* [Extracted text]
# Off-the-grid cabin + 45 acres in Montana for sale by owner



## mrsmoose13

Bearpaw Ranch Association property only 10 miles south of Columbus. Private, quiet, and outdoor spacious getaway, or year-round living. Approximately 45 acres of land with an approximately 800 sq ft rustic cabin. Cabin is off-the-grid, and comes with solar- and wind-powered electricity. Two bedrooms, living room, kitchen (with small propane stove and small dorm room refrigerator) and tool room/bathroom, outhouse. Needs septic. Lots of potential, or tear down and build your dream home. Year-round access via County and Association maintained gravel roads. Cell service, TV reception. Expansive views north across the Montana plains, east toward Laurel and the sunrise, and watch glorious sunsets west over the Crazy Mountains. Southern exposure. Acreage is hilly with some meadows and flat areas. Wood on property either for building, or wood-burning stove. Lots of new growing forest, and some dead and/or downed trees for wood. Deer and turkey wander through, as do assorted other animals. Located less than an hour to many outdoor activities: hiking, hunting, fishing, rafting, scenic drives and winter sports. Only two hours to Yellowstone National Park! Cultural, historical and social opportunities exist nearby in Billings, Bozeman and Red Lodge. A great opportunity! Photos available. $149,500. Call 406-321-1986 for more info.

* [Exercise aim]
Please explain, in one to three sentences, how the cabin sale post says the property can be reached all year.

* [Dataset section]
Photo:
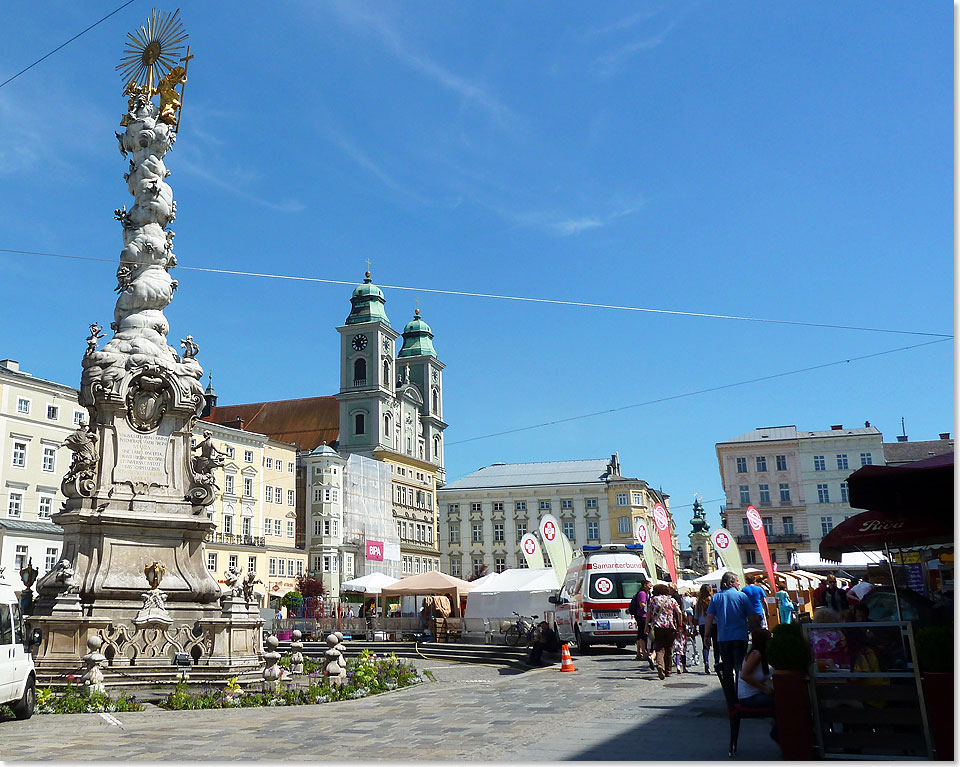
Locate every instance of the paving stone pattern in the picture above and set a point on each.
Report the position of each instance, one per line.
(609, 710)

* [Exercise result]
The property has year-round access because it is reached by gravel roads that the County and the Association maintain.